*** Opening of Given records ***

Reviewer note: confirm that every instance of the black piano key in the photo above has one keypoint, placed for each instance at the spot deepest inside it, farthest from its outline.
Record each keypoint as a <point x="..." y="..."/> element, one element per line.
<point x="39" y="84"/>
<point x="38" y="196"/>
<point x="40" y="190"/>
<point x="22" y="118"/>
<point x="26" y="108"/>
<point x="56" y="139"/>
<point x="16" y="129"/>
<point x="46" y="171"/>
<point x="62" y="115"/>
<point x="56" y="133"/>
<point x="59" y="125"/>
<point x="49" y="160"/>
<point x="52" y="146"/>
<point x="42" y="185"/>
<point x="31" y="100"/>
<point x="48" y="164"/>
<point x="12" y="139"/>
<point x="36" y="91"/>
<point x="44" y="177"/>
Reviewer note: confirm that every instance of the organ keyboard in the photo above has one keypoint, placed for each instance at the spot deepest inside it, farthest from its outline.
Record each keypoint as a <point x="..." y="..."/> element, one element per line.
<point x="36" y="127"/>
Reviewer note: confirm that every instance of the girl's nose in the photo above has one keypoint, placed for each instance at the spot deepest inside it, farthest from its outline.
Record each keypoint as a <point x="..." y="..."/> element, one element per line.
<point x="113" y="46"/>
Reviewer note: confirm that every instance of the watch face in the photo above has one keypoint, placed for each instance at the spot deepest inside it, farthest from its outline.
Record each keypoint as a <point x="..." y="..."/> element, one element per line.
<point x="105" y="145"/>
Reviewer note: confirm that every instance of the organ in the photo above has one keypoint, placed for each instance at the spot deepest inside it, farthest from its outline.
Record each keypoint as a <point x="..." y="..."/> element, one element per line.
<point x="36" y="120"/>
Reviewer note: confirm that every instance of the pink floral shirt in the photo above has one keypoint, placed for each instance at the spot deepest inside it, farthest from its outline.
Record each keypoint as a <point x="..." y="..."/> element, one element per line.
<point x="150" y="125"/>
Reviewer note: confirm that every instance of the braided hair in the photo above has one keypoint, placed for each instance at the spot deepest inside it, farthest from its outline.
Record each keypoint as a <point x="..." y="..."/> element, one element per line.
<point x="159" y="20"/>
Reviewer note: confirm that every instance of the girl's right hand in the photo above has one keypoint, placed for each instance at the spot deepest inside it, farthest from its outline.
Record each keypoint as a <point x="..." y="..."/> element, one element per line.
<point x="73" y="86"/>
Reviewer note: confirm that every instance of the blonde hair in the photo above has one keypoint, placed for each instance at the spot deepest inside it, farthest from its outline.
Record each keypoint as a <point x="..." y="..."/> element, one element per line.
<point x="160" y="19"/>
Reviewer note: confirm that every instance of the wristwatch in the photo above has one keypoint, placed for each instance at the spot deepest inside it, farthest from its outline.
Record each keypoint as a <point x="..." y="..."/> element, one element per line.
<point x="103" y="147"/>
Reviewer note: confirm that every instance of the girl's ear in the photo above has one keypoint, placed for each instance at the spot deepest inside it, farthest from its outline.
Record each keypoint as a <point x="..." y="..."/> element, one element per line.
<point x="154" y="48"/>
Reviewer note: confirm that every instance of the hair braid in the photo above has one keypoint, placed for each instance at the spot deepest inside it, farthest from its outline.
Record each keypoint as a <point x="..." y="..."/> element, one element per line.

*** Close of Given records ***

§ **Directions for this task**
The only acceptable answer is the full set of entries, repeated exactly.

§ **Solution for this problem**
Reviewer note: confirm that every instance of the black piano key in the photo above has one keypoint, placed for each instance at the spot deepest inside it, farthest from its outline.
Record each keypoint as a <point x="..." y="..."/> element, one element per line.
<point x="39" y="84"/>
<point x="38" y="196"/>
<point x="40" y="190"/>
<point x="22" y="118"/>
<point x="26" y="108"/>
<point x="56" y="139"/>
<point x="16" y="129"/>
<point x="46" y="171"/>
<point x="62" y="115"/>
<point x="56" y="133"/>
<point x="59" y="125"/>
<point x="49" y="160"/>
<point x="52" y="146"/>
<point x="42" y="185"/>
<point x="31" y="100"/>
<point x="48" y="164"/>
<point x="12" y="139"/>
<point x="36" y="91"/>
<point x="44" y="177"/>
Reviewer note: confirm that every instance of the organ keyboard in the photo above has one keypoint, placed for each instance at the spot deepest inside it, farthest from its outline.
Record each keypoint as a <point x="..." y="..."/> element, one element per line.
<point x="36" y="127"/>
Reviewer note: confirm that every instance of the girl's nose in the photo above has one keypoint, placed for each instance at the spot deepest inside it, farthest from its outline.
Record each keypoint as a <point x="..." y="..."/> element, one element per line.
<point x="113" y="46"/>
Reviewer note: confirm that every instance of the watch face in the photo above has one keypoint, placed for each instance at the spot deepest inside it, farthest from its outline.
Record each keypoint as a <point x="..." y="..."/> element, one element per line.
<point x="105" y="145"/>
Reviewer note: confirm that every instance of the organ in the photo above has one keypoint, placed for each instance at the spot deepest inside it, farthest from its outline.
Record each keypoint as a <point x="..." y="..."/> element, one element per line.
<point x="36" y="120"/>
Reviewer note: confirm that every instance of the pink floral shirt in the photo above has one keypoint, placed for each instance at the spot deepest inside it, farthest from its outline.
Record each keypoint as a <point x="..." y="..."/> element, one element per line.
<point x="150" y="125"/>
Reviewer note: confirm that every instance of the braided hair in the photo above has one keypoint, placed for each instance at the spot deepest inside it, farthest from its outline.
Record each keypoint as a <point x="..." y="..."/> element, one element per line.
<point x="159" y="20"/>
Reviewer note: confirm that every instance of the girl's right hand in the photo above has one keypoint, placed for each instance at the spot deepest inside it, farthest from its outline.
Record each keypoint as a <point x="..." y="..."/> element, one element per line.
<point x="73" y="86"/>
Reviewer note: confirm that every instance of the blonde hair in the photo above has one keypoint, placed for each instance at the spot deepest inside it, farthest from its outline.
Record each keypoint as a <point x="..." y="..."/> element, one element per line.
<point x="160" y="19"/>
Reviewer note: confirm that every instance of the wristwatch in the photo above has one keypoint, placed for each instance at the spot deepest inside it, farthest from its outline.
Record each keypoint as a <point x="..." y="..."/> element, one element per line.
<point x="103" y="147"/>
Reviewer note: confirm that every instance of the girl's ear in the photo above has one keypoint, placed for each instance at the spot deepest inside it, farthest from its outline.
Record each keypoint as a <point x="..." y="..."/> element, one element per line.
<point x="154" y="48"/>
Reviewer note: confirm that every instance of the hair braid in the photo above has one keypoint, placed for each instance at the spot deepest inside it, farthest from its outline.
Record each keypoint as a <point x="..." y="..."/> element, one element per line.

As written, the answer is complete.